任务: 把谈信仰与佛法的这篇短文里,从“人很多时候,对很多东西不明白,最大的原因,也许来源于无知。”到“这个东西不仅仅是宗教或哲学。”这一段照原样抄一遍。

原文节选:
--- --- ---

人很多时候,对很多东西不明白,最大的原因,也许来源于无知。
以前,我对藏传佛教的内容,特别感兴趣,但是一点儿都不了解,而且,认为,在你不知道一个事情的本质内容时,没办法去单纯的信仰一个东西,否则就是迷信。正如安德烈·米高曾在《佛陀》(Le Bouddha)一书中所说:“当信仰离开理性,就变成了迷信,当信仰背叛理性时,更甚。但当信仰与理性合并的时候,就能够防止理性变成一种纯粹知识性的游戏。”所以,只有在理性分析和认知的情况下,才有可能真正的相信一个东西,这个东西不仅仅是宗教或哲学。
后来,和一个藏族朋友聊到这些。他给我讲了一个故事。从前,有个猎人,去森林里打猎,却不小心被自己设置的捕兽的陷阱弄伤了,生命危在旦夕。这个时候,他只能去看医生,那如果他在看医生前,要把医生的各种治疗方法全都弄清楚之后,再决定治疗与否,也许,时间就来不及了。信仰,就像这回事儿,有时,我们在生活中遇到了太多的问题,这个时候你只能看医生。在某种程度上,信仰就是医生,等你了解了各种方法,再决定如何取舍的时候,也许,你已经病入膏肓了,治不了了。不过,对我们来说,与其说是信仰,更不如说是一种直接经验。我从小就经历了很多用理性论证无法证明的事情,比如说我的某个舅舅是转世活佛,他能说出很多他前世的事情等等,诸如这些,我们都觉得是我们生活的一部分,所以,有时候,可能不太会用辩证思考的方法考虑太多。
然而,对大部分没有直接经验的人来说,更多的时候,我们需要辩证的方法去分析了解一件事。《僧侣与哲学家》就是这样一本书,从各个角度来认识佛法究竟是什么。对话双方,父亲是哲学家,儿子拿到生物学博士后,去印度成为一名修行者。二十年后,两人就什么是佛法展开了一场对话,从苏格拉底到康德,从古代哲学到现代物理学,通过层层讨论,僧侣马修给我们了一个有关“佛法”的辩证的认识。

--- --- ---

所给材料:
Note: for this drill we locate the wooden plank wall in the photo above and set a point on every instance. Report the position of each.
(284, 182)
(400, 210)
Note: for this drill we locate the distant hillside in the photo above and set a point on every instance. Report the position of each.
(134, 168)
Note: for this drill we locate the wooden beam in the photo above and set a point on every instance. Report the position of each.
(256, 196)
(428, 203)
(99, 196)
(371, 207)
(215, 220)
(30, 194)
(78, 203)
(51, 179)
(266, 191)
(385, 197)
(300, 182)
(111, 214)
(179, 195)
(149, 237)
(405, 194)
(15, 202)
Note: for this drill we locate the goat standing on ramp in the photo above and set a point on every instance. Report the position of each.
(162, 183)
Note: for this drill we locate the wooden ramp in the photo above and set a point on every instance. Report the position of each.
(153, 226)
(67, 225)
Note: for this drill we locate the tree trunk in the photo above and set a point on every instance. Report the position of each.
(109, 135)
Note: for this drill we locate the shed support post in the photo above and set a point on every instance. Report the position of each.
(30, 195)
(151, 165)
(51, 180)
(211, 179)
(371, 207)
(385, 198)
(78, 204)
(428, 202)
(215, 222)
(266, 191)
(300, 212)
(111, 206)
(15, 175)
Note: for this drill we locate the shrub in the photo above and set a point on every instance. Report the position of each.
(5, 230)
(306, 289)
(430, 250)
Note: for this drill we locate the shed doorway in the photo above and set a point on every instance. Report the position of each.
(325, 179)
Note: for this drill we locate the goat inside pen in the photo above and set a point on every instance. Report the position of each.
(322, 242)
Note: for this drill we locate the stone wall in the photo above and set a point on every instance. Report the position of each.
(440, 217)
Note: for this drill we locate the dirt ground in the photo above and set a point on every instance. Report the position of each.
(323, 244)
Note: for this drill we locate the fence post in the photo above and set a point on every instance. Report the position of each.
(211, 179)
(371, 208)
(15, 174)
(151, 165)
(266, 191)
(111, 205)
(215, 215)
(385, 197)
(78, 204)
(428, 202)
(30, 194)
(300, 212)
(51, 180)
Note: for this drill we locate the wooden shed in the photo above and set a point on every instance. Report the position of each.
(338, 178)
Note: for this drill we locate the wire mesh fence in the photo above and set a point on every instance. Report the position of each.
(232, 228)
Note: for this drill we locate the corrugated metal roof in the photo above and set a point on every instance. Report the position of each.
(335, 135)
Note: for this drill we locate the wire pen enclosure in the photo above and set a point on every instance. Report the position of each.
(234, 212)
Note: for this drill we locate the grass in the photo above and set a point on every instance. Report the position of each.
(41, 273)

--- --- ---

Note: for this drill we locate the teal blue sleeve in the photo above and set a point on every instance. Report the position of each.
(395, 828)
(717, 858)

--- --- ---

参考答案:
人很多时候,对很多东西不明白,最大的原因,也许来源于无知。
以前,我对藏传佛教的内容,特别感兴趣,但是一点儿都不了解,而且,认为,在你不知道一个事情的本质内容时,没办法去单纯的信仰一个东西,否则就是迷信。正如安德烈·米高曾在《佛陀》(Le Bouddha)一书中所说:“当信仰离开理性,就变成了迷信,当信仰背叛理性时,更甚。但当信仰与理性合并的时候,就能够防止理性变成一种纯粹知识性的游戏。”所以,只有在理性分析和认知的情况下,才有可能真正的相信一个东西,这个东西不仅仅是宗教或哲学。